* Jobs:
- 1) From the Kokkos View refactor note, reproduce everything from "View Refactor: Introduce" down to "-DKokkos_ENABLE_IMLP_MDSPAN=OFF is set.", swapping "BasicView" for "BaseView".
- 2) Carry the Kokkos View refactor note forward from its last line.

[begin Excerpt provided]

View Refactor: Introduce new View implementation
This introduces the new View implementation derived from BasicView.
The new View implementation can be disabled via -DKokkos_ENABLE_IMPL_VIEW_LEGACY=ON. This option is also set to on if -DKokkos_ENABLE_IMLP_MDSPAN=OFF is set.
Restrictions:
- New View implementation does not support old specialization mechanism used by Sacado for example
- ViewHooks are not supported
- CUDA ldg loads are not yet supported (needs special accessor) - may impact performance is not a breaking change
- On Windows legacy view is enabled by default
Known Changed behavior:
-
use_count()is always 0 for unmanaged (runtime or compile-time) Views.

[end Excerpt provided]
[begin Provided data]

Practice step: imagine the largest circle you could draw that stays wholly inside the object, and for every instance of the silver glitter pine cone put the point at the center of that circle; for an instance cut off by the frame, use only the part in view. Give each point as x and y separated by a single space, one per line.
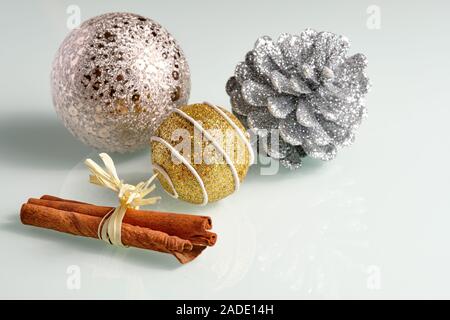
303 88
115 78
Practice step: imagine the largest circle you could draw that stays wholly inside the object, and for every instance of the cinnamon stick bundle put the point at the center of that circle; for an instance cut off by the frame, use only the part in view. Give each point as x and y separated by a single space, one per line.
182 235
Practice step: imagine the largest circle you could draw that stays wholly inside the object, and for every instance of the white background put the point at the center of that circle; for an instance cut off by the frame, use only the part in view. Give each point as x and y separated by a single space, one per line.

[end Provided data]
[begin Provided data]

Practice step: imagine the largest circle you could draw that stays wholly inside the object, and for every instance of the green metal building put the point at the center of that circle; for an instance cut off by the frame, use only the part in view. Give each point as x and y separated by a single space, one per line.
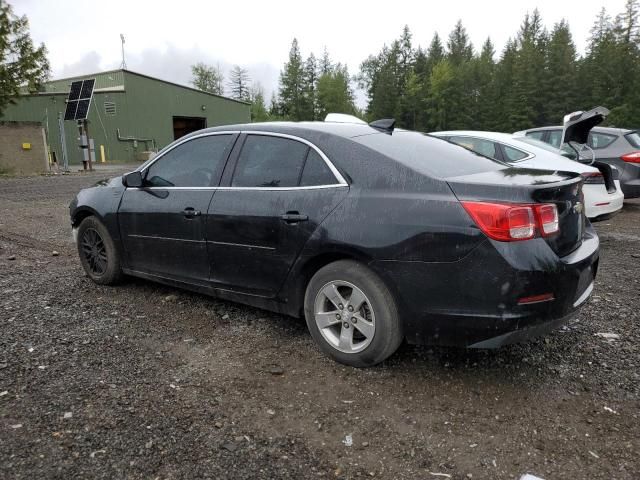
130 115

[end Provided data]

* Answers to the exercise:
- 1)
View Refactor: Introduce new View implementation
This introduces the new View implementation derived from BaseView.
The new View implementation can be disabled via -DKokkos_ENABLE_IMPL_VIEW_LEGACY=ON. This option is also set to on if -DKokkos_ENABLE_IMLP_MDSPAN=OFF is set.

- 2)
Open questions:
- should
to_mdspan()return unmanaged mdspan or pass on the reference counted accessor? - convertibility of managed to unmanaged View/mdspan
There's a typo in the description, IMLP rather than IMPL. Hopefully that's not repeated in the code anywhere
Some builds are failing because we need to update the hash of desul, we require the changes that were merged into desul in https://github.com/desul/desul/pull/129
Retest this please
Retest this please!
Retest this please!
Retest this please!
Retest this please
@crtrott Starting to explore some compiler/legacy-off combos, the following fails
LEGACY=OFF
Setup 1: gcc/12.2.0 cuda/12.0.0
Setup 2: gcc/11.4 cuda/12.4.0
Setup 3: gcc/9.3.0 cuda/11.8.0 (w/ C++17)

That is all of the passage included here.